[Excerpts of bounding box data]
********************

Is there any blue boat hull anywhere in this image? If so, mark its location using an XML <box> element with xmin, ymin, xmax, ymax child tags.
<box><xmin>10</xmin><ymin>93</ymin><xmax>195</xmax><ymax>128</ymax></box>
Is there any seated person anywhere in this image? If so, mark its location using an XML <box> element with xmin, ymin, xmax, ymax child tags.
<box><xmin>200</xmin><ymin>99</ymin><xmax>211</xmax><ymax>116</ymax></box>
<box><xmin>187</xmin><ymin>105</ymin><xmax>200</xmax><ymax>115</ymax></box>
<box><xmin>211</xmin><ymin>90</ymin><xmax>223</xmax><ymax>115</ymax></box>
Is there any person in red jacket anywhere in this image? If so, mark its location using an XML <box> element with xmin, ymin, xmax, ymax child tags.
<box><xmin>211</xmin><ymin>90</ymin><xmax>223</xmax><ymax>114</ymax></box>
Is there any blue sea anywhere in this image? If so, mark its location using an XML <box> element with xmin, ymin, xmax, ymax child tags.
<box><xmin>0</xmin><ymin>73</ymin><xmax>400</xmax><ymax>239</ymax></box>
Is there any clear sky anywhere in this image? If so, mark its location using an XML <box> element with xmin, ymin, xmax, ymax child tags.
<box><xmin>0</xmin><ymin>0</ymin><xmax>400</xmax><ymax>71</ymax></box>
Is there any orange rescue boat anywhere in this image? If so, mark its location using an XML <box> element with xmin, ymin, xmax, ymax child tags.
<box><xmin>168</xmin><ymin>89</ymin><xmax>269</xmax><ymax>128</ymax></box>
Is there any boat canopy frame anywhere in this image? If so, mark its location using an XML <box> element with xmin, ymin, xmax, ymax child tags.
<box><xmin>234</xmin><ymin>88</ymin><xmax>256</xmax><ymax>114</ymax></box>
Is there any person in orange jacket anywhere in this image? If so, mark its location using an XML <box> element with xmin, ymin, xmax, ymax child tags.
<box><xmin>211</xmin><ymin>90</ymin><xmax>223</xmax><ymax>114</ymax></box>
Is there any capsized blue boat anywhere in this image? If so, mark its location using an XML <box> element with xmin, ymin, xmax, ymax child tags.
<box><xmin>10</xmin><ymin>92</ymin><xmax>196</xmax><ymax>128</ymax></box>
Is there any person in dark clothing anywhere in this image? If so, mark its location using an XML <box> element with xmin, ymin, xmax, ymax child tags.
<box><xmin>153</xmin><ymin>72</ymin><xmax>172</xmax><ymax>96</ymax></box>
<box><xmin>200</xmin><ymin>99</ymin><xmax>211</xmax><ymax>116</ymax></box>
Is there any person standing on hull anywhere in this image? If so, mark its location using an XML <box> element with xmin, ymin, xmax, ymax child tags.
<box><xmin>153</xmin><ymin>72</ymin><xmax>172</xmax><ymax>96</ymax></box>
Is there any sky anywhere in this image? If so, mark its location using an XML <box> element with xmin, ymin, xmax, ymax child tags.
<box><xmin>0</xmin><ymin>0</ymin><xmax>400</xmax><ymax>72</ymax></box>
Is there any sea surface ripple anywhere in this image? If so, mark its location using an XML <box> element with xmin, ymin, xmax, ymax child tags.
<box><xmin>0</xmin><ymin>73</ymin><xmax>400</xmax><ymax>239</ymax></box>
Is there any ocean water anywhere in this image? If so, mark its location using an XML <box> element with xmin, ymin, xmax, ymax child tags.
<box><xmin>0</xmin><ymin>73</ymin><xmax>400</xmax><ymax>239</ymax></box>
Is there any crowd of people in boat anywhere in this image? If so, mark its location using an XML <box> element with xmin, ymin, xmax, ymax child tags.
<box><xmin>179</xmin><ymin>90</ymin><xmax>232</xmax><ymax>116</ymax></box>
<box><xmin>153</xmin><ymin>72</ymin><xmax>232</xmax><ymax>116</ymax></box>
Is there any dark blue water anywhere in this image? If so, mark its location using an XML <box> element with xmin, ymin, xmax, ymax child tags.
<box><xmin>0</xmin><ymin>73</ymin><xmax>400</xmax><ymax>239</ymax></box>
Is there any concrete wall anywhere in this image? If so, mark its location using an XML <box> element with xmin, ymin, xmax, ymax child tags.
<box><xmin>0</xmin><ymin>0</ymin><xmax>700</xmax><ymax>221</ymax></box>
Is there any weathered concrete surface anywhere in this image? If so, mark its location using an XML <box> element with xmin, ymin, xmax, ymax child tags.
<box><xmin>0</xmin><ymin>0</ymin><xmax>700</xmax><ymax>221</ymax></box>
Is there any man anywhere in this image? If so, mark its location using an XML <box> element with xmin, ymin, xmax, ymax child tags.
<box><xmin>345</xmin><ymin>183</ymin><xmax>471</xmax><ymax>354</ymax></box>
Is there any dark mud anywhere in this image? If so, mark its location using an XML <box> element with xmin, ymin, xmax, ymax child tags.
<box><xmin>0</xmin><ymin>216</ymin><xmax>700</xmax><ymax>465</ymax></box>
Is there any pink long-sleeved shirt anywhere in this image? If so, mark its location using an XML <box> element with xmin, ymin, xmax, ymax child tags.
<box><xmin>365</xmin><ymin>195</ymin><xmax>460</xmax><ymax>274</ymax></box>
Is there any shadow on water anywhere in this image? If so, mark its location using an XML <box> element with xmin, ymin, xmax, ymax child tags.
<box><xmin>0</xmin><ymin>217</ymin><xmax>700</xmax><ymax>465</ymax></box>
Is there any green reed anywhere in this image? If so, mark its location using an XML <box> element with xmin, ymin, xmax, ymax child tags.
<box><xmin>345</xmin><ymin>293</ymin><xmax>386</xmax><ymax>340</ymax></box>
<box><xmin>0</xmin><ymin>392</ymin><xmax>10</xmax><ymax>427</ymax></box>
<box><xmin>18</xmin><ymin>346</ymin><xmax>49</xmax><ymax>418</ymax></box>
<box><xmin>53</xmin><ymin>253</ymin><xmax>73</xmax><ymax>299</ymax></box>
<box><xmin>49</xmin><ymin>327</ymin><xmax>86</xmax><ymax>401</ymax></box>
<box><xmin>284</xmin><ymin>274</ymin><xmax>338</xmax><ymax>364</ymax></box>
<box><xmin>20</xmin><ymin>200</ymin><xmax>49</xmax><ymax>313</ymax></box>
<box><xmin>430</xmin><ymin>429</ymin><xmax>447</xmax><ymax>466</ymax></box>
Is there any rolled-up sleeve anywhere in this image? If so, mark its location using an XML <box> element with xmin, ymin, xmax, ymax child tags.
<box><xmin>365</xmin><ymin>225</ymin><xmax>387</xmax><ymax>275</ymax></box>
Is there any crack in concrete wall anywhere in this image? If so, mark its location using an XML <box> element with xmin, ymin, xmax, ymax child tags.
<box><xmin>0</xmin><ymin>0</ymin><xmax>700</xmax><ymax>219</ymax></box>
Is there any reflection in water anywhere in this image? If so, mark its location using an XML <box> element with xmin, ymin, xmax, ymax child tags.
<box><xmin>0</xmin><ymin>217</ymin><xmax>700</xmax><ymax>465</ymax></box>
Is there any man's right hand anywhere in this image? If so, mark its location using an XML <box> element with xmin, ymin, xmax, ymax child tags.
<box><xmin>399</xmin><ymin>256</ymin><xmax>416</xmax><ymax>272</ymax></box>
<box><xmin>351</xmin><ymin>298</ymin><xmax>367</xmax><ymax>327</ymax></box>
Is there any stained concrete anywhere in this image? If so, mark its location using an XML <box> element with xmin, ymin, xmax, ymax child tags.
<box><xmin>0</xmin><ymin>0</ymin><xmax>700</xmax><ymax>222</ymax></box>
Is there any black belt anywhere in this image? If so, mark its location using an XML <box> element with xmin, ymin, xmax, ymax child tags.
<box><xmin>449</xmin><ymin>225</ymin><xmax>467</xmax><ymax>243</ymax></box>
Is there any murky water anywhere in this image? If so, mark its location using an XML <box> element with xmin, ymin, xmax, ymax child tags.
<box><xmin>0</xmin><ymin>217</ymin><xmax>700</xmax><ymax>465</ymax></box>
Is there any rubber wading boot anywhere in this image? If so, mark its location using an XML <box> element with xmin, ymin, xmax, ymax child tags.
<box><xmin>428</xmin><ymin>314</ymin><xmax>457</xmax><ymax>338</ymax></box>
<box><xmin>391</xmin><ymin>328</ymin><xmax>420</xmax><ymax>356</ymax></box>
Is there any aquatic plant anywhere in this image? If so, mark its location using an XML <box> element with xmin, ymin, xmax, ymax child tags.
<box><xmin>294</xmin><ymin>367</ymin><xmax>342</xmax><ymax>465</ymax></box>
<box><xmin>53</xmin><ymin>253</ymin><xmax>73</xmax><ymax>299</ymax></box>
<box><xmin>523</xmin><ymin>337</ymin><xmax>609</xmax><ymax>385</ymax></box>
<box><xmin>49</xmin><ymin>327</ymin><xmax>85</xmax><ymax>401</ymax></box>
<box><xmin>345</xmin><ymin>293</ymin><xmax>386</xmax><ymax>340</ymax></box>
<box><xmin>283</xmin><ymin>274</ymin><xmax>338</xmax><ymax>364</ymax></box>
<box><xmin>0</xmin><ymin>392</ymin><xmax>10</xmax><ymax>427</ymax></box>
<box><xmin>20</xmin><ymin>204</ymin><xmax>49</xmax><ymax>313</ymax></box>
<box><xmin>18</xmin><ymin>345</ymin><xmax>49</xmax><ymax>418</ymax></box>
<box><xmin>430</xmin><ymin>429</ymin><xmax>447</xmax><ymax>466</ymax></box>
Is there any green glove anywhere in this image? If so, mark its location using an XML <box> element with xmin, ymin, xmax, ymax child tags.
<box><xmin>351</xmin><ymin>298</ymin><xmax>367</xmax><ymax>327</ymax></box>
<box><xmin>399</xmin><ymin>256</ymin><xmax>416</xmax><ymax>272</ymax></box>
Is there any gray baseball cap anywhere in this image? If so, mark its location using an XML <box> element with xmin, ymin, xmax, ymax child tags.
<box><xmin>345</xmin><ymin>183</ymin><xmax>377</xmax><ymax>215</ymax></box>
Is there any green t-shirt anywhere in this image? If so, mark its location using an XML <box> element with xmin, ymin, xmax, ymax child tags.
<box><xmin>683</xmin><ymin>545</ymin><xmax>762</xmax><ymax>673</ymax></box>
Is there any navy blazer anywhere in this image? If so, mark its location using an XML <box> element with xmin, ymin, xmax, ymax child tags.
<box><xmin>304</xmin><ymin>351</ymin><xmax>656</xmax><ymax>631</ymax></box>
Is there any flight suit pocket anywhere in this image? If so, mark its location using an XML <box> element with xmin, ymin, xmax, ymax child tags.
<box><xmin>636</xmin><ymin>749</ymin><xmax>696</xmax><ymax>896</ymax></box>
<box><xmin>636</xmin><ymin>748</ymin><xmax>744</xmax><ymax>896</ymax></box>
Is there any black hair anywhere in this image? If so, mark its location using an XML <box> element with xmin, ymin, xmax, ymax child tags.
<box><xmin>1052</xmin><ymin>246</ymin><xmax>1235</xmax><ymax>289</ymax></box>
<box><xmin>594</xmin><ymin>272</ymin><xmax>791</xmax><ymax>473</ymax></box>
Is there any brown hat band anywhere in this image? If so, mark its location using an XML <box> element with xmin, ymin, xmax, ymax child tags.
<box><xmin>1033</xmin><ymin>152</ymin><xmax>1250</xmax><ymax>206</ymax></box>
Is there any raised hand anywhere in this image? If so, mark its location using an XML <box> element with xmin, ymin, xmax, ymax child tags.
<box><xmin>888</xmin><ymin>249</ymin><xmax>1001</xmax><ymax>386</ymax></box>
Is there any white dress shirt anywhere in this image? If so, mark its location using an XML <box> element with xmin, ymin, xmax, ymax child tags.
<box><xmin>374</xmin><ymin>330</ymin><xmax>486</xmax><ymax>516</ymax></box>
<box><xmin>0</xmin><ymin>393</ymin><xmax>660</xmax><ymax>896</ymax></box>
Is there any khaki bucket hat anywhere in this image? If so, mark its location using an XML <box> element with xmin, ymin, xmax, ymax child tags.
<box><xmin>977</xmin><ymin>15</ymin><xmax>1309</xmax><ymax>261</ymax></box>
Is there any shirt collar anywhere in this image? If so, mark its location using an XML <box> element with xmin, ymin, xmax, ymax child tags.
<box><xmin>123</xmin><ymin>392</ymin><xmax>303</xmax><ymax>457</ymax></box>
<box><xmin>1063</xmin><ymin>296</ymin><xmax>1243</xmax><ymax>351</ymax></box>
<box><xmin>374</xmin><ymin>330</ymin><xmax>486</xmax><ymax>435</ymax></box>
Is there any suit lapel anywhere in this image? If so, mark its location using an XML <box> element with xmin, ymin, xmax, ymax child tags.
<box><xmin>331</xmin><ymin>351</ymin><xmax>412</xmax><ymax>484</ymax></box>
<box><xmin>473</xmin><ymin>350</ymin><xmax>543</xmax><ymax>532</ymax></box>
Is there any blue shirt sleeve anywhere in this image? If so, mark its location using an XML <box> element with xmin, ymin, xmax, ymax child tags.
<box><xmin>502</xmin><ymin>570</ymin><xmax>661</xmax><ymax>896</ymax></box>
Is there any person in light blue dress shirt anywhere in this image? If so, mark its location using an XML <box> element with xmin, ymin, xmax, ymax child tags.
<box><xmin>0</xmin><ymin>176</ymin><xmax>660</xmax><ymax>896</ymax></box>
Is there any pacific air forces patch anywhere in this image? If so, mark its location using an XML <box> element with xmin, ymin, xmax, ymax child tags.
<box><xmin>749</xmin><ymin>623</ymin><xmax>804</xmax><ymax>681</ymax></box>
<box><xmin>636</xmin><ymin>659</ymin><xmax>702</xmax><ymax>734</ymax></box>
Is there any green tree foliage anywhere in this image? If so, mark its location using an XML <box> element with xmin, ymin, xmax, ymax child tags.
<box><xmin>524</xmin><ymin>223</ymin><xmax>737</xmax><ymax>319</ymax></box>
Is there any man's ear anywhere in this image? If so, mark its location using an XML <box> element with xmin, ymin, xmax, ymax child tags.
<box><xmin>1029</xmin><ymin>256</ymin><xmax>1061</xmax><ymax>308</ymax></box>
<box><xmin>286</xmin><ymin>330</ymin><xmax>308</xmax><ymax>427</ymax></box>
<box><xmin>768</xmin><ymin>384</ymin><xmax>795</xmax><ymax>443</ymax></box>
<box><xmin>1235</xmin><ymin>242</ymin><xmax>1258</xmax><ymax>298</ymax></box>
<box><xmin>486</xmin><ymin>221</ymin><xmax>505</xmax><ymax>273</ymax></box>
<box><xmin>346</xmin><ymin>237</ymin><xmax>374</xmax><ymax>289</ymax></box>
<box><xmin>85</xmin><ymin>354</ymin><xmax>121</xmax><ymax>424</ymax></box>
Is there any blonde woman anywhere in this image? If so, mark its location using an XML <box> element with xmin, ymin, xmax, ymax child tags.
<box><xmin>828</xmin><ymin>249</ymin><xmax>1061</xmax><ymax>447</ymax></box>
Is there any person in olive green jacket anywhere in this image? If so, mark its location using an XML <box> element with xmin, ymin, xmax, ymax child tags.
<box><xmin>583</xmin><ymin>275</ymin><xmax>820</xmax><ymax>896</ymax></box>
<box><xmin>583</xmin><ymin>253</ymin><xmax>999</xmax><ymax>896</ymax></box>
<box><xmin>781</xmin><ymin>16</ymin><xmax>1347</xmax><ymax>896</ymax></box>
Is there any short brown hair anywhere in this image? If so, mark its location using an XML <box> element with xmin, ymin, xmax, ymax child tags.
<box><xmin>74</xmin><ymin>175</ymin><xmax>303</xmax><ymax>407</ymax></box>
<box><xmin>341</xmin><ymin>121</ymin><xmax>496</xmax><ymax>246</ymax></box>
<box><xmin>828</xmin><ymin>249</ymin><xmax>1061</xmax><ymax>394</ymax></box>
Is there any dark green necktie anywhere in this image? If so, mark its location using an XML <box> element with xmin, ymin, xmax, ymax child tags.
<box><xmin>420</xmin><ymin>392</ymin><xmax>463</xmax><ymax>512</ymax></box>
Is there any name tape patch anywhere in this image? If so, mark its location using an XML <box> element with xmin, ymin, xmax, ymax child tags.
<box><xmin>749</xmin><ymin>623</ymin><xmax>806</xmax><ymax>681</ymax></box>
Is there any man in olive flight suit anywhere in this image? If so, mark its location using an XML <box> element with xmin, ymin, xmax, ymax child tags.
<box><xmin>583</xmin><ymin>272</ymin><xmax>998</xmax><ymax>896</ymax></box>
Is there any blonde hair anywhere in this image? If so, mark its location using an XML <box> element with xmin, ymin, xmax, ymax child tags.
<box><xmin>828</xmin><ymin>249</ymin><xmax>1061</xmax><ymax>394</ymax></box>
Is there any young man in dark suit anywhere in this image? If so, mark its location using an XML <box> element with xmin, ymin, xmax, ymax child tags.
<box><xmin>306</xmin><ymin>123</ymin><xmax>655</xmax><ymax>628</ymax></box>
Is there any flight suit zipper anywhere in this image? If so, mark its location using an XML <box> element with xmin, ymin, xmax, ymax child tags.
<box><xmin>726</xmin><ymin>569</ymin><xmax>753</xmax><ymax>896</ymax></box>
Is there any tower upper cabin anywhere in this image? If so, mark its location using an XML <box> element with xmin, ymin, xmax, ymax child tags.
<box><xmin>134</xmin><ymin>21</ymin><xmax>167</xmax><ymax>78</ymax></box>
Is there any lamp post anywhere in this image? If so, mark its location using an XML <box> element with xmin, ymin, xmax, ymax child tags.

********************

Set task -
Write out the lines of the data above exactly, from the line containing "Is there any flight suit zipper" through the end of the data.

Written response -
Is there any flight suit zipper anywhere in this image? If so, mark its location using an XML <box> element with xmin, ymin, xmax, ymax child tags.
<box><xmin>726</xmin><ymin>569</ymin><xmax>753</xmax><ymax>896</ymax></box>
Is there any tower upper cabin anywhere in this image? If so, mark its location using an XML <box> element with xmin, ymin, xmax, ymax child tags.
<box><xmin>134</xmin><ymin>21</ymin><xmax>167</xmax><ymax>78</ymax></box>
Is there any lamp post anywhere in this image? If so, mark its location using an XML <box> element with xmin, ymin, xmax, ymax child tags.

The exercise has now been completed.